**EXERCISE TEXT**.
-------------------------
I condemn these rallies, because they are spiteful and stupid, and it’s not helpful. But condemning them without even more forcefully condemning the many illegal and violent actions of the occupation regime (without which no one would be sending a middle finger like this in the first place) is sheer hypocrisy.

Anyway, I’d be much more concerned about state-sponsored rabbis justifying the killing of gentile babies, personally. Has the president of Brandeis condemned that yet?

“Why is Brandeis ending a historic relationship on the basis of one incident on campus about which there may be some ambiguity? ”

Because there is a deep Orwellian strain in zionism: It’s not enough that Winston Smith minds his own business, he must love Big Brother. Notice what Netanyahoo points to as the impediment to peace: not the oppression, death and destruction that he and his fellow criminal dish out every day to the Palestinians, but a couple of confused goofballs making a fool of themselves WHILE HURTING NO ONE. Lawrence expected Nusseibeh to unequivocally express his love of Big Brother and when he didn’t, when Nusseibeh put the demonstration in full context, well, that’s just not acceptable.

Yes, the Nazis did use this salute, however it may surprise you to know that Taiwan, Japan, Malaysia and probably other far east Asian countries use this salute as well.
http://farm1.static.flickr.com/134/337148966_e51e1d347d.jpg
http://rexcurry.net/socialism-nationalism-japan-salute.jpg
Before WWII this salute was used in some American schools as well, after which the practice was stopped. Those countries did not take their salute from the Nazis but actually this salute pre-dates the Nazis as shown by the fact that you can find photos of American students saluting the American flag this way, called in America “the Bellamy salute.” The origin of the flag is not actually the Germans but 18th century European ideas of what the Roman salute looked like.
-------------------------
**DESCRIPTION OF THE TASK**. According to the comments, what was the salute called in America? The listing comes from a separate source with no connection to the comments.

**SOURCE MATERIAL**.
-------------------------
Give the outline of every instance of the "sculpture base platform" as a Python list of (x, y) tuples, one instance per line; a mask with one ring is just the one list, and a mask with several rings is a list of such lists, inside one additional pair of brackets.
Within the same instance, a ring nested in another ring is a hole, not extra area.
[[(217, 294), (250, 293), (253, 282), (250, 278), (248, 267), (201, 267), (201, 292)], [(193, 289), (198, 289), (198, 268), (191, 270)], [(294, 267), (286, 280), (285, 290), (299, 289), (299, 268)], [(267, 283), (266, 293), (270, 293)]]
-------------------------
**SOLVED EXERCISE**. The Bellamy salute.